_What the exercise asks_: Continue the minicons homework walkthrough on loading pre-trained models, starting right after its final sentence about the `bert-base-uncased` demo.

_Supplied text_:

The above code may have shown an error saying `ERROR: pip's dependency resolver...`, but that is google's internal problem. The package should be installed regardless.

Next, load some useful libraries that we'll need:

In [None]:
from minicons import cwe
import torch

We will then write code to compute the cosine similarity between two vectors (or tensors, in general; you do not have to worry about this for the purposes of this homework, but feel free to ask us questions separately)

In [None]:
def cosine(a: torch.Tensor, b: torch.Tensor, eps =1e-8) -> torch.Tensor:
    a_n, b_n = a.norm(dim=1)[:, None], b.norm(dim=1)[:, None]
    a_norm = a / torch.max(a_n, eps * torch.ones_like(a_n))
    b_norm = b / torch.max(b_n, eps * torch.ones_like(b_n))
    sims = torch.mm(a_norm, b_norm.transpose(0, 1))
    return sims

# Loading pre-trained models

We are now ready to load our first pre-trained model! 

For simplicity, I will show this demo on the `bert-base-uncased` model, the smallest official BERT model released in the original paper.

_Record excerpts_:
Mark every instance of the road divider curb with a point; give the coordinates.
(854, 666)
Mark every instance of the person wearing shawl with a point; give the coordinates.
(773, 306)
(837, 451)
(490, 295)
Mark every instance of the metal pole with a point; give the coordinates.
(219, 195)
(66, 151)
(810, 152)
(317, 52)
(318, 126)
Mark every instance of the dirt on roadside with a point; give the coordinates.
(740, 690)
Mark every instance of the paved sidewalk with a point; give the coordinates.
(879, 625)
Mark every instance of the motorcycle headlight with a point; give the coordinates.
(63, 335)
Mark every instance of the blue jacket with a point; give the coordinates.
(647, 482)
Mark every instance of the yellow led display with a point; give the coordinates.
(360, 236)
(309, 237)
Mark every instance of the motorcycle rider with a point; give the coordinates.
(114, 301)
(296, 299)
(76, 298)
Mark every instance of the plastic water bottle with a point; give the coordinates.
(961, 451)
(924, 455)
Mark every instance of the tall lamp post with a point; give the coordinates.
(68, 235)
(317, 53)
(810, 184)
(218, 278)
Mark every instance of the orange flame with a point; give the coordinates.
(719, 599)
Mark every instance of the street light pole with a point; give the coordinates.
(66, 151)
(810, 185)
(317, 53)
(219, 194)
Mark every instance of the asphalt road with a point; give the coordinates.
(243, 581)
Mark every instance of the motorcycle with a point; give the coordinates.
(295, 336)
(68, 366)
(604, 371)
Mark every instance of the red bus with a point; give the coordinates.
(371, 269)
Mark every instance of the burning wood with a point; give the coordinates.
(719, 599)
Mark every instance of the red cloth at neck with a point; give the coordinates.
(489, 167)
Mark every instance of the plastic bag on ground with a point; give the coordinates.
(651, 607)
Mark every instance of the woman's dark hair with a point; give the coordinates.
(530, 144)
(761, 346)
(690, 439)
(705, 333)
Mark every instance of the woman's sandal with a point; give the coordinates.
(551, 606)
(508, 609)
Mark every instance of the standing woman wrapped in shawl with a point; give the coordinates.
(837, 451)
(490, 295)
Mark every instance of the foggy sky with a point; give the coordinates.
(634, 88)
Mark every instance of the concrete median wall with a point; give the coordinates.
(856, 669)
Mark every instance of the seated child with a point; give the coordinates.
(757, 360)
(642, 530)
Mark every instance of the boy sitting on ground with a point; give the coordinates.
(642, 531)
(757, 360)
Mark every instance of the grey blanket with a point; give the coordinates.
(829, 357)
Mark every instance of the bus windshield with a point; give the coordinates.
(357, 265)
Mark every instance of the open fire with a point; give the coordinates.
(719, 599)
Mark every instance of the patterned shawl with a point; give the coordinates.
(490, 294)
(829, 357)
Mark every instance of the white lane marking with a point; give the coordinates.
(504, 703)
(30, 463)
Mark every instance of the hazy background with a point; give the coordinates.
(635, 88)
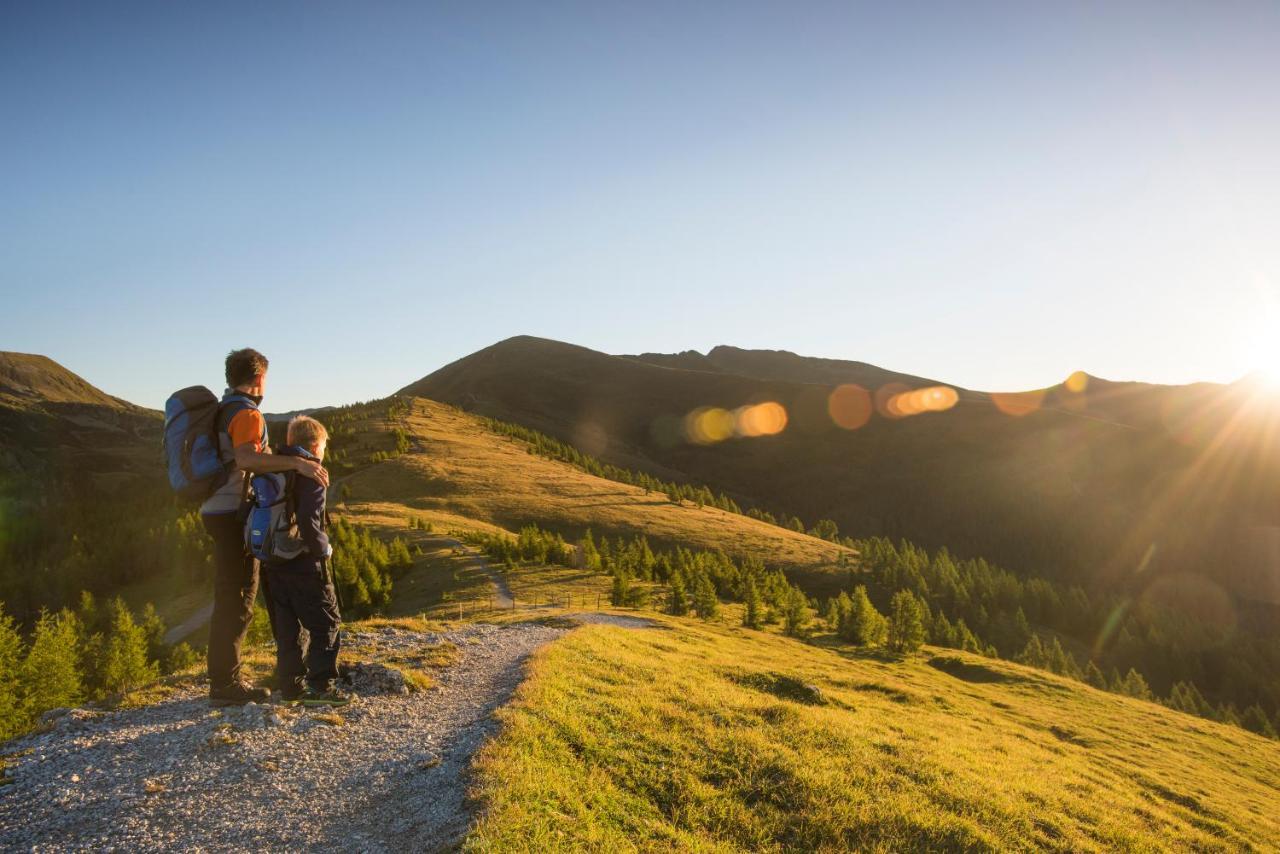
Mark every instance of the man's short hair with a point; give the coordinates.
(306, 432)
(243, 365)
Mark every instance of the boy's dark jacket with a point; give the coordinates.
(309, 502)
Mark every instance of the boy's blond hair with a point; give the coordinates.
(306, 432)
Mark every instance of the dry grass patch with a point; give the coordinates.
(686, 739)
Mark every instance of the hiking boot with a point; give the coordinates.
(237, 694)
(325, 695)
(292, 693)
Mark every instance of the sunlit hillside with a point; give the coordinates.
(703, 738)
(458, 474)
(1083, 482)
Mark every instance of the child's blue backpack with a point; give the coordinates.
(272, 526)
(191, 452)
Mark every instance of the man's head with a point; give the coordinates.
(310, 434)
(246, 370)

_Answer to this problem_:
Every pre-trained model that can be loaded by minicons is an instance of the `cwe.CWE` class. `CWE` stands for 'contextual word embeddings'

BERT, RoBERTa, etc., are all instances of contextual word embeddings, since they emit vectors that take their input context into account.

In theory, any model that is part of the [huggingface hub](https://huggingface.co/models) can be loaded with this class.

To load bert-base, run the following code:

In [None]:
model = cwe.CWE('bert-base-uncased')

Downloading:   0%|          | 0.00/28.0 [00:00<?, ?B/s]

Downloading:   0%|          | 0.00/570 [00:00<?, ?B/s]

Downloading:   0%|          | 0.00/226k [00:00<?, ?B/s]

Downloading:   0%|          | 0.00/455k [00:00<?, ?B/s]

Downloading:   0%|          | 0.00/420M [00:00<?, ?B/s]

# Extracting representations of words (and phrases)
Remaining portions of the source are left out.